_EXERCISE BRIEF:_ Copy out all the rows below, requests included, but multiply every point coordinate in the answers by 1.4 and round to the nearest whole number, with halves rounded up. Omit the pictures.

_DATA SUPPLIED:_
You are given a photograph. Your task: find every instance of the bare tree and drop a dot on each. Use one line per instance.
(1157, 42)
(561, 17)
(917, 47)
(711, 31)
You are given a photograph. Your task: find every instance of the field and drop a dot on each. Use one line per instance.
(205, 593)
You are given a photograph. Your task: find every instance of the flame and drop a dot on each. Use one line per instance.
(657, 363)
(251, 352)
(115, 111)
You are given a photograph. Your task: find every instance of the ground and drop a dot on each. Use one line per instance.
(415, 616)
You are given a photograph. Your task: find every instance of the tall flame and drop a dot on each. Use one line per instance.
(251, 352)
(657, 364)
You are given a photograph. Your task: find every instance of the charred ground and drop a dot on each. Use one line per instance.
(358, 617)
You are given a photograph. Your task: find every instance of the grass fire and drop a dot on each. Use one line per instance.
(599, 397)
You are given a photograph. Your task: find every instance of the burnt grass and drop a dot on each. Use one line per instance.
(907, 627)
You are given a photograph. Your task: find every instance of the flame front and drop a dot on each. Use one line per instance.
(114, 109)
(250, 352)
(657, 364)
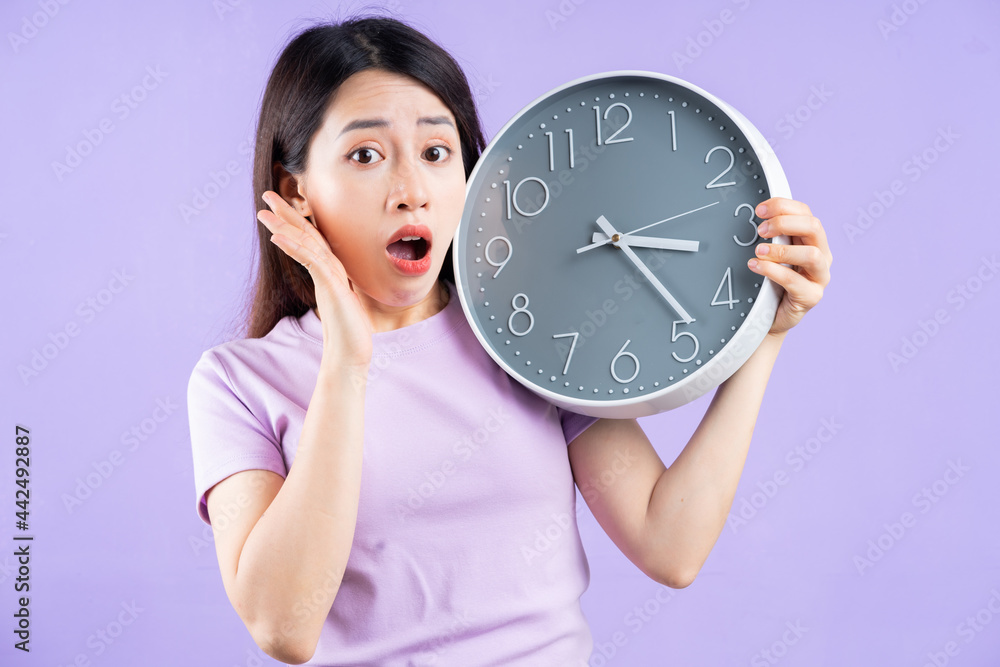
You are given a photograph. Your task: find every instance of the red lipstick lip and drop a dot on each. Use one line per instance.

_RESULT OF THIS TASK:_
You are given a photograph. Your task: find every instance of the bare tree and drop a dot on each. Use one line per instance.
(1620, 59)
(785, 24)
(1284, 66)
(995, 43)
You are given a photograph. Your task: find every instance of the field and drop a dot on each. Use one line per instance.
(287, 830)
You are given a photograph. Your task: find every instance of the flame and drop a dot on each. Use one line per instance.
(920, 508)
(351, 493)
(161, 155)
You are given a photograph. Your task: find every instance of the ground and drop a dot on each. Use one line per instance.
(581, 862)
You are given a photograph. Your task: find every instance of the tall flame and drop a dot on each. Use one line per instance.
(351, 493)
(920, 510)
You are given a photograph. Your task: find every instance of the charred ground and drop a dot on each. Use one line per instance.
(501, 864)
You are given a photograph. Your task: find every instance of the grass fire and drop a dot on each. Use one line per instance.
(839, 556)
You are given a photograph. Your task: find every instance of the burnt grass and drop a dot on each. Use one line per instance.
(1270, 878)
You are given a photograph. Your task: find every instance of the flame front and drop a dot on each. Use one line per instance.
(160, 153)
(350, 493)
(920, 510)
You are given a photograph. Your task: find every instance of the red lipstick lip and drop a dot on each. Use one line per instance.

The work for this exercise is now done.